Excerpt:

Monday, April 19, 2010

Hooray for My Hometown!

I'm not much of one for boosterism, but sometimes I am just proud of the things my hometown is doing.

The video is rather carefully shot to make LBC look particularly clean and pretty. Many parts of it truly are. My neighborhood itself ain't too bad. In theory, if more people rode bikes for a significant part of their transporation, there would be more impetus to make the whole darn city attractive, clean, and safe. A girl can dream, right?

Sunday, April 18, 2010

Our Giving Tree

It was Spring cleaning time in my yard this week. So I dragged disused toys, garden gear, and miscellaneous other stuff out to parkway, to the shade of our usual "giving tree".
I am a member of a freecycle group, an online group of people who list useable items they no longer need, and any other members who want them come get them. It works, but most of the time it is just simpler to take useable items I no longer need out to the tree. Most things that area easily identifiable from a passing car are gone within a few days. If something doesn't get picked up by recycing/trash day, I usually just recycle/dump it. Simple as that. Less trash for me, free stuff for someone else. Probably only works because I live on a major street and have tolerant neighbors, though.

Sunday, April 11, 2010

Women's Work

If my life as a member of human society needed explanation, I would have found it here, in a book recommended by a former college roommate of mine that I read over Spring Break.
I would have liked the book to be even longer than the nearly 300 pages it was. The author has impressive material on the ancient european and middle eastern world, but precious little on the far east, and virtually nothing on the new world.
The premise on which the book is built is that a society will tend to rely upon women for a particular kind of labor if it is compatible with the care of young children. Exactly what kind of work that is has varied over the millennia, as cultures and economies have changed. Contrary to the perspective we have inherited from the classical (Greek and Roman) roots of western culture, the daily circumstances of women haven't always been worse than they are today. Who knew ancient Sumerian women were frequently in business for themselves as textile producers, and employed their male relatives as salesmen? The social status of women has historically waxed and waned along with their ability to add economic value to the household. At least, that is this author's assertion, and I am inclined to agree.

Saturday, April 10, 2010

Must be Spring

Now that we are back from Spring Break, it is time for the Spring chicks.

Provided material:
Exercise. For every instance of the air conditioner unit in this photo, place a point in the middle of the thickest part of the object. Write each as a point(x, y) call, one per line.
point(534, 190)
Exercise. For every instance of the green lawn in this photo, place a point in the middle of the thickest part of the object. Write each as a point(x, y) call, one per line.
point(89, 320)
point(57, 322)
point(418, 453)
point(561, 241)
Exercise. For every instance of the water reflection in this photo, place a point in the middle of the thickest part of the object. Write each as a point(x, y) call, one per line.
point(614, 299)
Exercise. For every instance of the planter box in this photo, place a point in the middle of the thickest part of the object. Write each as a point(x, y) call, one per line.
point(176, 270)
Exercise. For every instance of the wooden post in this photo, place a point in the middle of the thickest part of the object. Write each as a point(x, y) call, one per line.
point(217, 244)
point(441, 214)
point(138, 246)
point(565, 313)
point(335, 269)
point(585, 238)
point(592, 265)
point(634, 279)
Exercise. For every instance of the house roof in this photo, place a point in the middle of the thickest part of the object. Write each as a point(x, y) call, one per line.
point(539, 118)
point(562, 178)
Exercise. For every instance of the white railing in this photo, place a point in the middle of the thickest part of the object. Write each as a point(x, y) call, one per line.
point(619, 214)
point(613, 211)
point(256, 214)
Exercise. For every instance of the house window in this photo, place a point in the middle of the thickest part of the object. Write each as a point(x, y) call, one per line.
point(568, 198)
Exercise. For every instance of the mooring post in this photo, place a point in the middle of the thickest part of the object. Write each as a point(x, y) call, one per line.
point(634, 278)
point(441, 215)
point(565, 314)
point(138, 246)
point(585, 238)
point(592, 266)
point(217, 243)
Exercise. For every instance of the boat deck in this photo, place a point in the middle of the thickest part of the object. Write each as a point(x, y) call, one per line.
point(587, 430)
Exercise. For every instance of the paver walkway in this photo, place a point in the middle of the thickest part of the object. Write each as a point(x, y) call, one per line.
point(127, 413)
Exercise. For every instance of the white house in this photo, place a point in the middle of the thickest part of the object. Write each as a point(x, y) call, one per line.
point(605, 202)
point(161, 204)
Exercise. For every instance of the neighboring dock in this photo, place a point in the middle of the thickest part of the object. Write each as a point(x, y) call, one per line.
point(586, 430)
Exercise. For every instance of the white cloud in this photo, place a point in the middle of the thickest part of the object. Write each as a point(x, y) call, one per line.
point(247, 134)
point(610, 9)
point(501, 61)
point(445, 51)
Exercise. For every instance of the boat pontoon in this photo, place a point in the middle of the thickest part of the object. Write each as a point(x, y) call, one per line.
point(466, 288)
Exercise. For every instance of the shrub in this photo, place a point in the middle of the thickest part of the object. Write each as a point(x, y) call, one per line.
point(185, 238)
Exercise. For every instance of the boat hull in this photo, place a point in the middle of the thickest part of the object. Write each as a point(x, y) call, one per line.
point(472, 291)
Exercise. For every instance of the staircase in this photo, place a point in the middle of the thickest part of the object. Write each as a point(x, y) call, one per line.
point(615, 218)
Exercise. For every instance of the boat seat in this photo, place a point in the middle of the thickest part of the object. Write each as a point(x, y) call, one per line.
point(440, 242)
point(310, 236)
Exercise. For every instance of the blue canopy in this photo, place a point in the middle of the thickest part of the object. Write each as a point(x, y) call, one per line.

Exercises:
**A)** Could you condense the paragraph in the blog beginning "I am a member of a freecycle group" into a short bulleted list of its main facts?
**B)** Can you carry the blog forward from the last line of its "Must be Spring" post about the Spring chicks?
The items come from a source separate from the blog.

Set of answers:
**A)**
- The writer belongs to a freecycle group, an online group where members list usable items they no longer need and other members come get them.
- The writer finds it simpler to put such items out by the tree.
- Things easy to spot from a passing car are usually gone within a few days.
- Anything left by recycling/trash day usually gets recycled or dumped.
- The result is less trash for the writer and free stuff for someone else.
- The writer thinks it probably works only because of living on a major street with tolerant neighbors.

**B)**
Shown here are Fluffy (back to the camera, but that's about what she looks like all around), Arrowhead (the striped hindquarters just barely showing in front of Fluffy), Rosie (hiding in the corner), and Truffles (the only one facing the camera). The first and last listed are Buff Orpingtons, the middle two are ameraucanas. They are only a few days old, so here's hoping they all make it to full egg-laying adulthood.

Friday, April 2, 2010


We caught and dispatched our first squirrel of the season. I will not be posting a picture, but he was a big-ol' male. Now Jon wants to skin it and try making stew. I'll just let that sink in for a minute.

I have created a monster. I should have known no good would come of it when he started perusing emergency supplies catalogs in the evenings as his new hobby. I didn't mind when he ordered TVP (that stands for "textured vegetable protein," or soybean curd rendered to look like ground beef, chicken chunks, or what have you). It's not bad in tacos and chili. And the spreadsheet for keeping up with rotating stored food is actually useful. But when he noted, with some enthusiasm, that one could buy real canned squirrel meat - boneless or bone-in, no less! - the alarm bells should have gone off.
On the one hand, it is earth-friendly meat. Squirrels are rodents, and reproduce abundantly. This particular one has, I am fairly certain, been stealing our chicken feed and garden seedlings for some time, so I have some claim to his pound of flesh. But its a mature male (read: extra gamey) whose diet has most likely included a lot of urban trash. Jon is just going to have to consume this one himself and try to convince me to share some other time.